Degradację zabytkowego budynku byłego Browaru Kobylepole.

Od długiego już czasu obserwowujemy degradację zabytkowego budynku byłego Browaru Kobylepole . Otrzymujemy sygnały od mieszkańców pełnych uzasadnionych obaw o los tego obiektu. Najwyższy czas nagłośnić zagrożenie i uruchomić społeczną akcję alarmującą władze miasta i lokalny samorząd.Rada Osiedla Antoninek, Zieliniec, Kobylepole jest zdecydowana się do tego włączyć. Postępowanie deweloperów wobec przejętych do rewitalizacji zabytkowych obiektów, jest zawsze podobne – gra na zwłokę tak długo, aż nie ma już czego rewitalizować. Należy przypomnieć, iż firma Nickel, która kupiła teren browaru pod budowę Osiedla Warzelnia, była zobowiązana zachować zabytek jako tzw. lofty.

----------------

* [Twoje zadania]:
1. Przepisz część tekstu o browarze Kobylepole, zaczynając od słów „Degradację zabytkowego budynku byłego Browaru Kobylepole.” i kończąc na słowach „jako tzw. lofty.”, z nazwą „Browaru Kobylepole” zmienioną na „Browaru w Kobylepolu”.
2. Która firma według tekstu o browarze Kobylepole kupiła teren browaru pod budowę Osiedla Warzelnia?

* [Sekcja danych]:
----------------

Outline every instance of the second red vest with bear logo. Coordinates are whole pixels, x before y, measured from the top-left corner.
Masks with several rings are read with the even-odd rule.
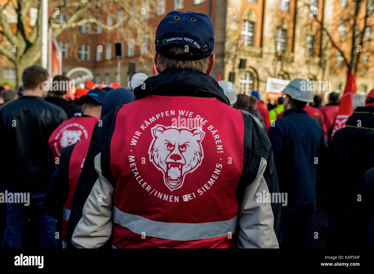
[[[215,98],[123,106],[110,140],[113,247],[232,247],[243,138],[241,111]]]
[[[76,116],[64,121],[53,131],[48,139],[53,157],[59,157],[64,147],[83,139],[91,139],[94,127],[99,119],[91,116]]]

----------------

* [Oczekiwane wyniki]:
1.
Degradację zabytkowego budynku byłego Browaru w Kobylepolu.

Od długiego już czasu obserwowujemy degradację zabytkowego budynku byłego Browaru w Kobylepolu . Otrzymujemy sygnały od mieszkańców pełnych uzasadnionych obaw o los tego obiektu. Najwyższy czas nagłośnić zagrożenie i uruchomić społeczną akcję alarmującą władze miasta i lokalny samorząd.Rada Osiedla Antoninek, Zieliniec, Kobylepole jest zdecydowana się do tego włączyć. Postępowanie deweloperów wobec przejętych do rewitalizacji zabytkowych obiektów, jest zawsze podobne – gra na zwłokę tak długo, aż nie ma już czego rewitalizować. Należy przypomnieć, iż firma Nickel, która kupiła teren browaru pod budowę Osiedla Warzelnia, była zobowiązana zachować zabytek jako tzw. lofty.

2. Firma Nickel.